§ What the task requires:
From the court judgment excerpt below, reproduce word for word the passage that opens with the words containing "4. The facts" and closes with "Constitution of India.".

§ Selected excerpt:
● ● ● ● ●

4. The facts in the case of Satwati Deswal (supra) were not under the Act and the said judgment only laid down a general proposition of law and considering the issue of existence of alternative remedy in the present case and which is a completely alternative efficacious remedy, even in terms of the distance with the alternative forum which has to be approached, hence, in view of the consistent judgments of this Court, this Court refuses to exercise its extraordinary jurisdiction under Article 226 of the Constitution of India.
5. Dismissed.”

● ● ● ● ●

(Data entries)
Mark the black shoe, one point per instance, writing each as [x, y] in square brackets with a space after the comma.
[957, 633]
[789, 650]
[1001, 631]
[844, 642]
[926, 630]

● ● ● ● ●

§ Correct output:
4. The facts in the case of Satwati Deswal (supra) were not under the Act and the said judgment only laid down a general proposition of law and considering the issue of existence of alternative remedy in the present case and which is a completely alternative efficacious remedy, even in terms of the distance with the alternative forum which has to be approached, hence, in view of the consistent judgments of this Court, this Court refuses to exercise its extraordinary jurisdiction under Article 226 of the Constitution of India.